Task requirements = The entries need to be copied exactly.

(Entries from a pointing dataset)
════════════════

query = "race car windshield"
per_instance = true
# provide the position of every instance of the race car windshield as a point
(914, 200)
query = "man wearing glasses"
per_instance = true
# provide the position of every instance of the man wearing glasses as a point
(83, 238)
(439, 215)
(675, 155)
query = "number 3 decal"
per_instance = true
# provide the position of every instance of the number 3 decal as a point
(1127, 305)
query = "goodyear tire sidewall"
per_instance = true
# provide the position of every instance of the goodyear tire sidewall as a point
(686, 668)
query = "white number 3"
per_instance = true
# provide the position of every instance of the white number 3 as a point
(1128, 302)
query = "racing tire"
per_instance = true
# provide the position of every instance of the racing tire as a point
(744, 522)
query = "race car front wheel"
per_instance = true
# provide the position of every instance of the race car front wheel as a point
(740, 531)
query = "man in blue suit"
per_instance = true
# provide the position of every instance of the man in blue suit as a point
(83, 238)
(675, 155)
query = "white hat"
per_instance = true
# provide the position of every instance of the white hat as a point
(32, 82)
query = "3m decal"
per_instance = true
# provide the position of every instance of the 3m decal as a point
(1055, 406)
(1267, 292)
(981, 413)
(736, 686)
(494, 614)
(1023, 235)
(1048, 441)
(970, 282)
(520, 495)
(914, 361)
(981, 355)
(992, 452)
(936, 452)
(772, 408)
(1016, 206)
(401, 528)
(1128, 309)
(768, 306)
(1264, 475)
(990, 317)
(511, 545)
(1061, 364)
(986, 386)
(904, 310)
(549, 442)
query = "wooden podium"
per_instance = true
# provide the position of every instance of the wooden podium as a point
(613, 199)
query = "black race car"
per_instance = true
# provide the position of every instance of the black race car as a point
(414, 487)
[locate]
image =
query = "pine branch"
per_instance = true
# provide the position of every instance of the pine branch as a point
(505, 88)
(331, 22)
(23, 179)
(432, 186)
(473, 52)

════════════════

Problem solution =
query = "race car windshield"
per_instance = true
# provide the position of every instance of the race car windshield as a point
(914, 200)
query = "man wearing glasses"
per_instance = true
# provide the position of every instance of the man wearing glasses as a point
(83, 238)
(439, 215)
(675, 155)
query = "number 3 decal"
per_instance = true
# provide the position of every instance of the number 3 decal as a point
(1127, 305)
query = "goodyear tire sidewall"
per_instance = true
# provide the position of every instance of the goodyear tire sidewall as a point
(686, 668)
query = "white number 3"
per_instance = true
# provide the position of every instance of the white number 3 as a point
(1128, 302)
query = "racing tire"
per_instance = true
# provide the position of every instance of the racing tire as a point
(744, 522)
query = "race car front wheel"
per_instance = true
# provide the position of every instance of the race car front wheel as a point
(740, 531)
query = "man in blue suit"
per_instance = true
# provide the position of every instance of the man in blue suit as a point
(83, 238)
(675, 155)
query = "white hat"
per_instance = true
# provide the position of every instance of the white hat as a point
(32, 82)
query = "3m decal"
per_instance = true
# provide the position of every instance of the 3m decal as a point
(1055, 406)
(1267, 292)
(981, 413)
(736, 686)
(494, 614)
(1023, 235)
(1048, 441)
(970, 282)
(520, 495)
(914, 361)
(981, 355)
(992, 452)
(936, 452)
(772, 408)
(1016, 206)
(401, 528)
(1128, 309)
(768, 306)
(1264, 475)
(990, 317)
(511, 545)
(1061, 364)
(986, 386)
(904, 310)
(549, 442)
query = "wooden podium"
per_instance = true
# provide the position of every instance of the wooden podium as a point
(613, 199)
query = "black race car"
per_instance = true
# provide the position of every instance of the black race car as a point
(414, 487)
[locate]
image =
query = "pine branch"
per_instance = true
# provide the position of every instance of the pine branch as a point
(505, 88)
(331, 22)
(23, 179)
(432, 186)
(473, 52)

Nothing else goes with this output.